*Supplied passage:*
# # # # # # #
# veinard - synonyms of "lucky"



## LV4-26

Hello friends,

1. A few minutes ago, I was searching for a (slang/colloquial) synonym of _lucky_ and it occured to me that they're fairly scarce in English.

I found _jammy. _But I'm not really sure whether it can be used on its own.
I mean could you say_
France was pretty jammy on that one. _(context : WC semi-final)?
Or should it be used only as part of the expression _jammy devil?

_2. My second question explains why I posted in this forum. I'm suprised that there are so many slang synonyms of _lucky_ in French (words and expressions) and so few in English. (or are there many more that I don't know of?). Have I put my finger on an interesting cultural gap?


----------



## MonsieurAquilone

MMMmm, perhaps, I know that instead of words, many idioms for lucky in english come in sentences.


----------



## MonsieurAquilone

Veinard comes from "veine" on a rock where you would find gold, is that right?
# # # # # # #
*Supplied entries:*
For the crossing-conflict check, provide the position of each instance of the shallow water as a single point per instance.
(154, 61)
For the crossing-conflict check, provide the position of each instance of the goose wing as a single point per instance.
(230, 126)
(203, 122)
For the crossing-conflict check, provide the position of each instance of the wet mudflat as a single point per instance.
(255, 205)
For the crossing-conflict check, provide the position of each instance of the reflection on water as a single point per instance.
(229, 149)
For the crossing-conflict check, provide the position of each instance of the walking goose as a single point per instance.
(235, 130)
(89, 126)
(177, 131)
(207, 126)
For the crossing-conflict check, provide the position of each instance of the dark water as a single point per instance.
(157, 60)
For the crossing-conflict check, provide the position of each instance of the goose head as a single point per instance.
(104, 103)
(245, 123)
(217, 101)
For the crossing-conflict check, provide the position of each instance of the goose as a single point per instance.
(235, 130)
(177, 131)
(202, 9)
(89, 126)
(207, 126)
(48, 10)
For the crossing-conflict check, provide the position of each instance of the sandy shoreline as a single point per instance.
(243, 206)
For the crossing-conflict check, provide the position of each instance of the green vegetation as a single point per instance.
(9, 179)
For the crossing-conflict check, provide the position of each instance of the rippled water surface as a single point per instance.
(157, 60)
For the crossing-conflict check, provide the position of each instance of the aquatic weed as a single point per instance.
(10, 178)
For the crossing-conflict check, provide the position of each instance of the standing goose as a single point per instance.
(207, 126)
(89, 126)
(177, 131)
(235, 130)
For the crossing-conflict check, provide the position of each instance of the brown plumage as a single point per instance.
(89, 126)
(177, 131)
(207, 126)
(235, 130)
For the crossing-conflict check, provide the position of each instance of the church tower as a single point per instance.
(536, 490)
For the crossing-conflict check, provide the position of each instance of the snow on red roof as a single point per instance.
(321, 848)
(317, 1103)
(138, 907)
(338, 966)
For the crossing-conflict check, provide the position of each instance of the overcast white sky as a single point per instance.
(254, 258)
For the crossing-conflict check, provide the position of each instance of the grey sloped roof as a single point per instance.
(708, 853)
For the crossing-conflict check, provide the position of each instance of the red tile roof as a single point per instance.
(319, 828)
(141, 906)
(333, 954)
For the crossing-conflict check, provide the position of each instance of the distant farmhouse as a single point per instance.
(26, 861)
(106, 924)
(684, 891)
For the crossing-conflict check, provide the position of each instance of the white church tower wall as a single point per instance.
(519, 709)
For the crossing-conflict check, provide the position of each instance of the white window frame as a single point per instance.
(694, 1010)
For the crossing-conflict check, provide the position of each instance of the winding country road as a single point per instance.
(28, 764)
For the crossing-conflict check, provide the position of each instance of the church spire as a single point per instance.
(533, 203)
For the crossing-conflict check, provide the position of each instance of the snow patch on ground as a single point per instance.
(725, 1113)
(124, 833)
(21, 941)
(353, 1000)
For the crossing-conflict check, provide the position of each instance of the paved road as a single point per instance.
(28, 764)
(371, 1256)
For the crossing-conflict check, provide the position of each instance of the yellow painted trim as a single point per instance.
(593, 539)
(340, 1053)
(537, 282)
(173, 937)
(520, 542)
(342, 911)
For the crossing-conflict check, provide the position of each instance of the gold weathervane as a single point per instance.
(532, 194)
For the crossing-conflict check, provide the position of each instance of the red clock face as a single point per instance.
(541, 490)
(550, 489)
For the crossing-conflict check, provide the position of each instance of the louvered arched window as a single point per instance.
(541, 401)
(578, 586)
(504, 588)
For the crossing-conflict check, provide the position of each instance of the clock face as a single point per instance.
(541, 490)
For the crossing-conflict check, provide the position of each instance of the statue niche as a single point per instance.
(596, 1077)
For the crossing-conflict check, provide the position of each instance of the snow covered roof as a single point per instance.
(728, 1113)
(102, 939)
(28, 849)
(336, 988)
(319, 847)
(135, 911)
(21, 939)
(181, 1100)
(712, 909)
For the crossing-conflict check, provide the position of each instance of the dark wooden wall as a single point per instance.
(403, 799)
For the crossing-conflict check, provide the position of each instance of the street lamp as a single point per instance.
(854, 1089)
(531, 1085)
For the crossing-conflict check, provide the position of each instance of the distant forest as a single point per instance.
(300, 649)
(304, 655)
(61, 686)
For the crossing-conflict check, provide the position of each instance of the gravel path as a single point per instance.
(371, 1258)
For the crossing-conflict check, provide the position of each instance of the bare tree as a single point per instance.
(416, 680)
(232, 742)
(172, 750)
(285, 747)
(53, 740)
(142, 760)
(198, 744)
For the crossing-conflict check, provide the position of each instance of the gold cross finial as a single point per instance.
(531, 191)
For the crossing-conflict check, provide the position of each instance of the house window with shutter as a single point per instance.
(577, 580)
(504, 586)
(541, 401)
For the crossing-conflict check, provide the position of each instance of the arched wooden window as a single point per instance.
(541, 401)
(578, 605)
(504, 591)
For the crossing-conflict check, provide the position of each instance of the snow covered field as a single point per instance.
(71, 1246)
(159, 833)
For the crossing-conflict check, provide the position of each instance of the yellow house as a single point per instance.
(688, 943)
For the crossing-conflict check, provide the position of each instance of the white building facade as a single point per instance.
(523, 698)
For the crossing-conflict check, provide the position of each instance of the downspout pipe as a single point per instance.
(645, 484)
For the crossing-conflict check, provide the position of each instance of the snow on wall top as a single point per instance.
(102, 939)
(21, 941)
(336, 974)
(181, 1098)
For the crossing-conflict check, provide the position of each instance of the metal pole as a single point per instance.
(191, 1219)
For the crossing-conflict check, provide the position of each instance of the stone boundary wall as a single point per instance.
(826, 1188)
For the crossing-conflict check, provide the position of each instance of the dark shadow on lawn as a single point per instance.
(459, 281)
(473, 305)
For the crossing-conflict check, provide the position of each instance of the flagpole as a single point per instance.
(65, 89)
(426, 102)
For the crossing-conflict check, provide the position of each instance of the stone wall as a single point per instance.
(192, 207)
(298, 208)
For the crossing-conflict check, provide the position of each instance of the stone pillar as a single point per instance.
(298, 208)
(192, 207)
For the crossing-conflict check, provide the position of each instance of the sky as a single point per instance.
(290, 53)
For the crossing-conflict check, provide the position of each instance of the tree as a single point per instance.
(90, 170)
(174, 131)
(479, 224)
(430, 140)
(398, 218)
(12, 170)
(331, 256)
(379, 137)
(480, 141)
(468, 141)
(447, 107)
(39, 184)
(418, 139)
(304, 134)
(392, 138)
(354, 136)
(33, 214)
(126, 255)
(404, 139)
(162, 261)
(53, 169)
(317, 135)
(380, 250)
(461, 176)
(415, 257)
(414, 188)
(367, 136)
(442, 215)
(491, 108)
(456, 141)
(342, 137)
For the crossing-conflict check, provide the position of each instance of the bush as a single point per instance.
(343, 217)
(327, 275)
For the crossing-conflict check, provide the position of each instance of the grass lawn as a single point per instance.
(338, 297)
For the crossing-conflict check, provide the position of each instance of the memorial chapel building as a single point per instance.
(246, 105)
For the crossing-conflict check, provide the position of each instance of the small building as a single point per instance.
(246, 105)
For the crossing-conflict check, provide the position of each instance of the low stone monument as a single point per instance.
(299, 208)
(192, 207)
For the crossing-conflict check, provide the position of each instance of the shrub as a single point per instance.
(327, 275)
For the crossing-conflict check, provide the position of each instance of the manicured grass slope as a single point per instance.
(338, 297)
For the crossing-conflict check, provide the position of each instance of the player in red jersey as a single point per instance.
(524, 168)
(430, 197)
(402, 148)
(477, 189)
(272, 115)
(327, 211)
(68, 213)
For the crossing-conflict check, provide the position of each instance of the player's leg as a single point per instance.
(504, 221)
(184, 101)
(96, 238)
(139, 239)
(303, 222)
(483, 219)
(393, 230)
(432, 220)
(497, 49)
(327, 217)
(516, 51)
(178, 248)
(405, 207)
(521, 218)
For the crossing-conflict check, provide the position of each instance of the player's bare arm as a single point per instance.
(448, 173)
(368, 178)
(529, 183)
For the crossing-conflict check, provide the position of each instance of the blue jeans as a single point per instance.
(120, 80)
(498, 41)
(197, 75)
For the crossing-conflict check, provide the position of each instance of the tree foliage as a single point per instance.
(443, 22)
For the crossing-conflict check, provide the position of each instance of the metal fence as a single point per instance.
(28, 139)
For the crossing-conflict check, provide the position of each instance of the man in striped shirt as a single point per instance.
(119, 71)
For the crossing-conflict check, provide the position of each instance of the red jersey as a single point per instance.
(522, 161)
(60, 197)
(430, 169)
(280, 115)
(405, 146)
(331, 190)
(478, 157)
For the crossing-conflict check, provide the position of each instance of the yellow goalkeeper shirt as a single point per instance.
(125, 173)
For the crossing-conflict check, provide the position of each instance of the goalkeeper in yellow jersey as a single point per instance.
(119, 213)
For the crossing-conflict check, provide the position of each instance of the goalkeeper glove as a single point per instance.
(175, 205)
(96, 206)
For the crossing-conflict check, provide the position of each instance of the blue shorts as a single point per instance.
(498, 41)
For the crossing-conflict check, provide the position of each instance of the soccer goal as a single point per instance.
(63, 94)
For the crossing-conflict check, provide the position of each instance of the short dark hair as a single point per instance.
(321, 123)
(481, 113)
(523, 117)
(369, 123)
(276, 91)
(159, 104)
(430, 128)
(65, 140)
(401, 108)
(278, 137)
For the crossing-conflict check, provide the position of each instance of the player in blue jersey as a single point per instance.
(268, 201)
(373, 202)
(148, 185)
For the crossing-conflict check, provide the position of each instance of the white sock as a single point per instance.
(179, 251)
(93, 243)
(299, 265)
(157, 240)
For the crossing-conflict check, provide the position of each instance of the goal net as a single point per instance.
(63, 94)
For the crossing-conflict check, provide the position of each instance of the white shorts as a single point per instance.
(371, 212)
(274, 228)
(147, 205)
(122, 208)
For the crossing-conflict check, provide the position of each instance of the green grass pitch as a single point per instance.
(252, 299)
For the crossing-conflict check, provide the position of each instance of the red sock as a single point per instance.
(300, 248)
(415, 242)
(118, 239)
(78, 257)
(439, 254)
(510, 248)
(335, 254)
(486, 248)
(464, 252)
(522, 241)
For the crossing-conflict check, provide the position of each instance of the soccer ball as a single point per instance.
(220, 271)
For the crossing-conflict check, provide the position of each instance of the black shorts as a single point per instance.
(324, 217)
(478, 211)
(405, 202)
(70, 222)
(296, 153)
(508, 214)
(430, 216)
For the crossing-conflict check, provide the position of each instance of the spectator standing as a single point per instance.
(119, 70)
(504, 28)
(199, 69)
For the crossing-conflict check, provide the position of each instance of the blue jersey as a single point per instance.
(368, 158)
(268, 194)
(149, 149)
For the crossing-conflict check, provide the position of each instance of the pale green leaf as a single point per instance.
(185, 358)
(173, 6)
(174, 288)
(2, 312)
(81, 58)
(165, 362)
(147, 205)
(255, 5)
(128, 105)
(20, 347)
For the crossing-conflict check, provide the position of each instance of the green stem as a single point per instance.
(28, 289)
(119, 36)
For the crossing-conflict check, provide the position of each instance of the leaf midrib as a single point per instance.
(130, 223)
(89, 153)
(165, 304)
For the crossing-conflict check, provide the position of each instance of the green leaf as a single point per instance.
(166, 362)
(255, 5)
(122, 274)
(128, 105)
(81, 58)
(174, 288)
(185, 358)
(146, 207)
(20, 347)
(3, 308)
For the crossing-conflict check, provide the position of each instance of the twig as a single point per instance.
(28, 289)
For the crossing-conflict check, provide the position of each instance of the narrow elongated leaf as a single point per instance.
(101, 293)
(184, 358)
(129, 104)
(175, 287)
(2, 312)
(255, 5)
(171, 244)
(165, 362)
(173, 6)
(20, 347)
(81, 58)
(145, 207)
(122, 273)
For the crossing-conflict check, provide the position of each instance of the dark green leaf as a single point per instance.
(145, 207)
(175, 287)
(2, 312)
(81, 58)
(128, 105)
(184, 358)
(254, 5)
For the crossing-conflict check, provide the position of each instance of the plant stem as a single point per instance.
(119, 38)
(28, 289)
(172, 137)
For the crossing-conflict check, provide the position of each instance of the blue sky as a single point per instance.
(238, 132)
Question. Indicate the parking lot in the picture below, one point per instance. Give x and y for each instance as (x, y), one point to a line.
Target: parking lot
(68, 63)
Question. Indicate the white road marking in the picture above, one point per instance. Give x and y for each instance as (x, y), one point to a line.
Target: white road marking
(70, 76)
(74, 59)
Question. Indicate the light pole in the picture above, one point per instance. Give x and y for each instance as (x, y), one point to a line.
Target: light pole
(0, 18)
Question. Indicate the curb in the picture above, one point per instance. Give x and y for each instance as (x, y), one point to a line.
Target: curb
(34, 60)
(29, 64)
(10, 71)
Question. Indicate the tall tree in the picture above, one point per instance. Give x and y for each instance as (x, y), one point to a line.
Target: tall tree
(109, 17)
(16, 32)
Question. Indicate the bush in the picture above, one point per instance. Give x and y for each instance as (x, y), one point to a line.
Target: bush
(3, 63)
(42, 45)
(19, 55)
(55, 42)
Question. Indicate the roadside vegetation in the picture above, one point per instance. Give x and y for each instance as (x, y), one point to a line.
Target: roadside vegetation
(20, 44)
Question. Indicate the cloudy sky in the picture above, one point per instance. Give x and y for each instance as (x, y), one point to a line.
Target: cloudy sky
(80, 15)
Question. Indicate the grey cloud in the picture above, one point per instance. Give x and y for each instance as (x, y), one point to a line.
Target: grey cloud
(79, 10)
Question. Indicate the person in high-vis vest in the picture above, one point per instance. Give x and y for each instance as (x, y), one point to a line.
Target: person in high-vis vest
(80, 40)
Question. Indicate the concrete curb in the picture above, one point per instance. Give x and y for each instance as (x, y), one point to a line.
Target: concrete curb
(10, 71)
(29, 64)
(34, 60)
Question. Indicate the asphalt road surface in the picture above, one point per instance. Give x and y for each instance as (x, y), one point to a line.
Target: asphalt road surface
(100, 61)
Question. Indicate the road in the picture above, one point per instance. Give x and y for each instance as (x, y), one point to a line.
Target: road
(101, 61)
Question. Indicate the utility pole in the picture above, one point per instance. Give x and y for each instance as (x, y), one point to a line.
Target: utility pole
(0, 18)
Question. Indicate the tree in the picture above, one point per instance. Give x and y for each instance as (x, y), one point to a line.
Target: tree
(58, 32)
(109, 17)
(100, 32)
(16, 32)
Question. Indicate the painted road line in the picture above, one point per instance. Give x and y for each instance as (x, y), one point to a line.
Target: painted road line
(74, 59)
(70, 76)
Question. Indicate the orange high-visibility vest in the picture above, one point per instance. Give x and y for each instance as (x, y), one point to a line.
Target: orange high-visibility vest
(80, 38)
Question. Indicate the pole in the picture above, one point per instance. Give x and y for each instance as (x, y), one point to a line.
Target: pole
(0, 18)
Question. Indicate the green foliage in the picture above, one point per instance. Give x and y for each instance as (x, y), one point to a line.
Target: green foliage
# # # # # # #
*Directions:*
A) From the thread on synonyms of "lucky," copy the text starting at "MMMmm, perhaps, I" and ending at "is that right?".
B) Answer these about the thread on synonyms of "lucky":
(i) What word did LV4-26 find as a synonym of "lucky"?
(ii) What context did LV4-26 give for the sentence about France?
(iii) According to MonsieurAquilone, what form do many English idioms for "lucky" take instead of single words?

*Results of the tasks:*
A)
MMMmm, perhaps, I know that instead of words, many idioms for lucky in english come in sentences.


----------



## MonsieurAquilone

Veinard comes from "veine" on a rock where you would find gold, is that right?

B)
(i) Jammy
(ii) WC semi-final
(iii) Sentences